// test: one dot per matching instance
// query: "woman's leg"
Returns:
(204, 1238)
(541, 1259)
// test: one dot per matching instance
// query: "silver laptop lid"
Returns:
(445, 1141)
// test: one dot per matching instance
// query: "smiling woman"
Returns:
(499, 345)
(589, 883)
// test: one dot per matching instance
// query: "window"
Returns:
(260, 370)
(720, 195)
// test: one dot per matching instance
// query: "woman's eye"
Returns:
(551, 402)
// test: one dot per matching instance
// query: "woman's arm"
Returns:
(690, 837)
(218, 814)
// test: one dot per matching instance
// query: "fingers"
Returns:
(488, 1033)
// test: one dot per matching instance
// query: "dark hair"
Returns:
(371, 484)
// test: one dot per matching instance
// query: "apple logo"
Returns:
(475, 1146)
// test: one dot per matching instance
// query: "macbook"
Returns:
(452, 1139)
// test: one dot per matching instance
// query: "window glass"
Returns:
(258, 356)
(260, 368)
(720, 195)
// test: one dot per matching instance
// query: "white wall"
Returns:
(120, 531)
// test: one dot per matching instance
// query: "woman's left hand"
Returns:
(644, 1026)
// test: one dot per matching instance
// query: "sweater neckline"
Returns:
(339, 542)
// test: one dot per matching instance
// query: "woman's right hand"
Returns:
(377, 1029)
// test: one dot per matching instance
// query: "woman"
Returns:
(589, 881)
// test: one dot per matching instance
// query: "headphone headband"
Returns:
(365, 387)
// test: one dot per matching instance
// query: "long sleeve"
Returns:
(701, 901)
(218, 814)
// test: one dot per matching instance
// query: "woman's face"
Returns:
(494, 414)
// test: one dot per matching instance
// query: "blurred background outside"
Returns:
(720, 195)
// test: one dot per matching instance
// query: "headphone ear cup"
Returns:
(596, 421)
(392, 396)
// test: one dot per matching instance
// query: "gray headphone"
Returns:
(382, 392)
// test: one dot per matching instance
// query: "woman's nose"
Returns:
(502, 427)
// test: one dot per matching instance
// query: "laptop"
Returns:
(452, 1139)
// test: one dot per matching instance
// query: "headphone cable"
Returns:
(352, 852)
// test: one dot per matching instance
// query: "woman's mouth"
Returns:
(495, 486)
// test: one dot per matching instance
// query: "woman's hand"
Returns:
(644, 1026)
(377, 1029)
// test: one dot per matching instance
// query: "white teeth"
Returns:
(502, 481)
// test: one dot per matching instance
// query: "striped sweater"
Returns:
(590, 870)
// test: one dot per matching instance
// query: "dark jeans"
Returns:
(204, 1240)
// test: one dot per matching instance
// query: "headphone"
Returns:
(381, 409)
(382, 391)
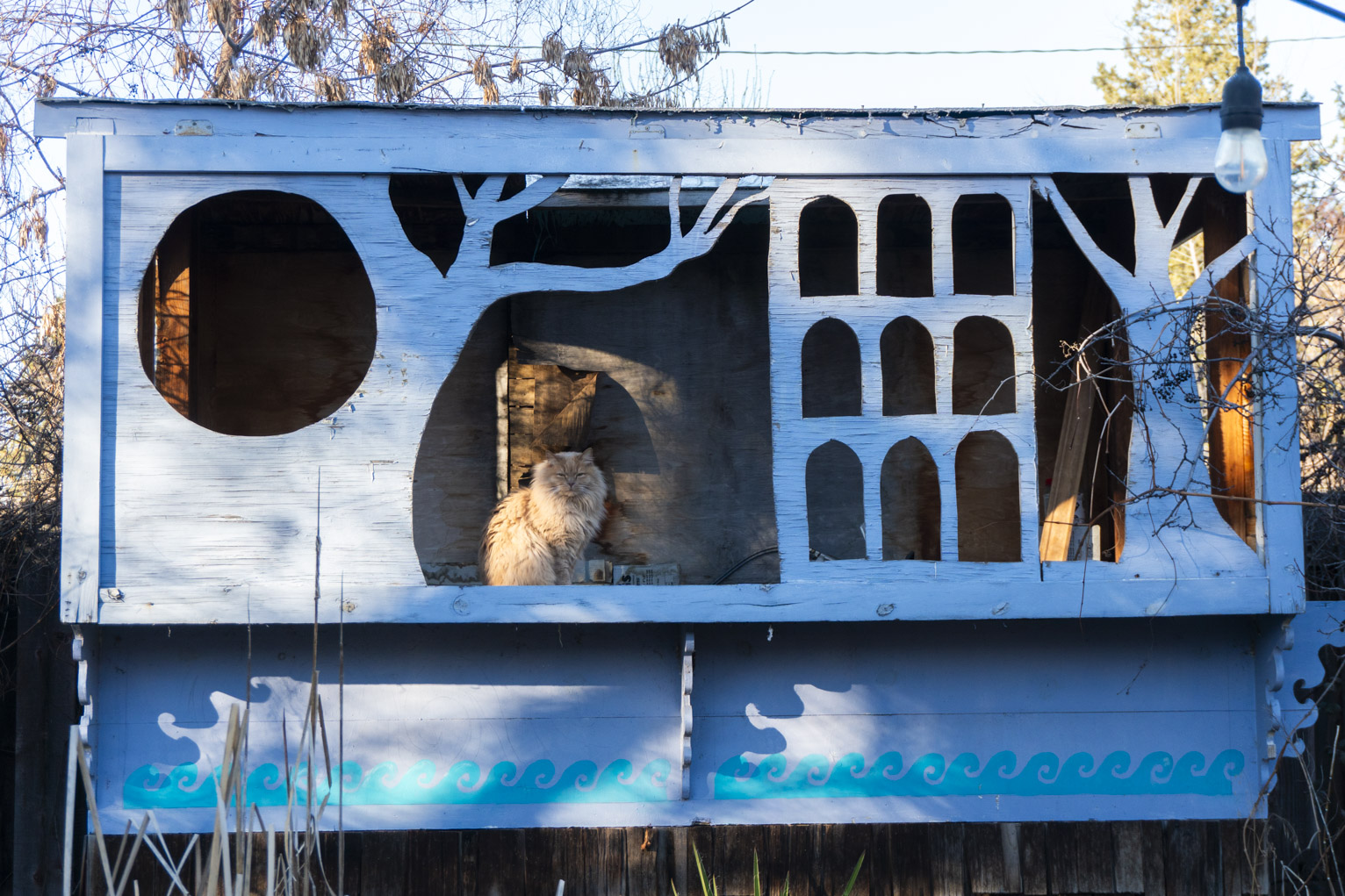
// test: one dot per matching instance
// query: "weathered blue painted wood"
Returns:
(925, 721)
(83, 466)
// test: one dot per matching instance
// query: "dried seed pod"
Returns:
(485, 78)
(376, 47)
(397, 82)
(265, 25)
(328, 88)
(553, 48)
(183, 61)
(306, 42)
(680, 48)
(179, 12)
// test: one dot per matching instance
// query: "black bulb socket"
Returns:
(1241, 101)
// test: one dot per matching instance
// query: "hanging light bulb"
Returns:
(1241, 159)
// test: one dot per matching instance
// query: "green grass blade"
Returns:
(708, 888)
(854, 876)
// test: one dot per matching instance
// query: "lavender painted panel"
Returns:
(470, 727)
(981, 721)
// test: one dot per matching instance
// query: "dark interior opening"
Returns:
(989, 525)
(910, 492)
(908, 380)
(905, 253)
(680, 418)
(829, 249)
(831, 376)
(836, 504)
(255, 313)
(982, 368)
(982, 245)
(583, 236)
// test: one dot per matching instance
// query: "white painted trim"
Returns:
(1279, 527)
(83, 452)
(60, 116)
(601, 156)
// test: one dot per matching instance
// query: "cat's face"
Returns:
(569, 475)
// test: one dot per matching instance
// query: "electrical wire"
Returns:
(744, 563)
(960, 53)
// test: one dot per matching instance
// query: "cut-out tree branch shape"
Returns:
(485, 210)
(1169, 525)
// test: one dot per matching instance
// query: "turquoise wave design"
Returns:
(420, 785)
(932, 775)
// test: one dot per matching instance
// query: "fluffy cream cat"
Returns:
(537, 534)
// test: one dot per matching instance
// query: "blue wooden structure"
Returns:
(308, 346)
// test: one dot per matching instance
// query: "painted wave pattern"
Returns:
(421, 785)
(932, 775)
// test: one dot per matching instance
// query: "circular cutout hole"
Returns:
(255, 313)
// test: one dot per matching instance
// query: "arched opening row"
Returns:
(982, 369)
(986, 481)
(982, 247)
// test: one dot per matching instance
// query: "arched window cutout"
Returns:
(255, 313)
(905, 254)
(829, 249)
(989, 524)
(907, 351)
(982, 245)
(831, 380)
(982, 368)
(910, 492)
(834, 484)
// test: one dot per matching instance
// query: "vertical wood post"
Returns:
(83, 452)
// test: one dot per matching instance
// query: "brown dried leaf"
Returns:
(179, 12)
(267, 25)
(553, 48)
(328, 88)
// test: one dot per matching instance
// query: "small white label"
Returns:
(194, 128)
(1142, 129)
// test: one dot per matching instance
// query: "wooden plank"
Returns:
(81, 472)
(1278, 432)
(384, 868)
(60, 116)
(881, 863)
(1127, 843)
(1036, 878)
(1009, 833)
(957, 595)
(1063, 857)
(947, 860)
(1183, 858)
(986, 864)
(1233, 462)
(1057, 527)
(1097, 861)
(599, 156)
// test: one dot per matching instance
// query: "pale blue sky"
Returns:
(968, 80)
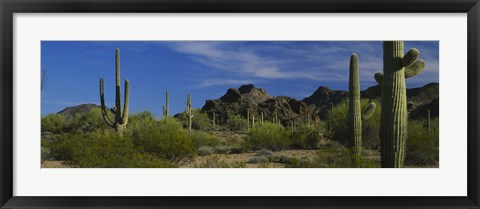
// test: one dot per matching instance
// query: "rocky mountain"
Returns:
(83, 108)
(417, 98)
(258, 101)
(323, 99)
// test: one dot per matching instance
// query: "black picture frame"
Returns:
(9, 7)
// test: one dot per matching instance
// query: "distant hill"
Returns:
(79, 109)
(258, 101)
(237, 101)
(423, 97)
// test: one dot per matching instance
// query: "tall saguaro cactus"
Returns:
(427, 121)
(355, 116)
(165, 108)
(397, 66)
(121, 118)
(189, 111)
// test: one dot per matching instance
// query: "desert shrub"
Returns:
(200, 120)
(265, 152)
(54, 123)
(338, 122)
(201, 138)
(333, 156)
(141, 119)
(89, 121)
(258, 159)
(97, 150)
(214, 161)
(237, 123)
(165, 139)
(268, 136)
(306, 136)
(422, 145)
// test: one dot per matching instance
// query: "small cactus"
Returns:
(189, 112)
(394, 116)
(213, 120)
(354, 107)
(121, 118)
..........
Give the number of lines in the items above that contain the string "window", matching case exactly. Reply with that number only.

3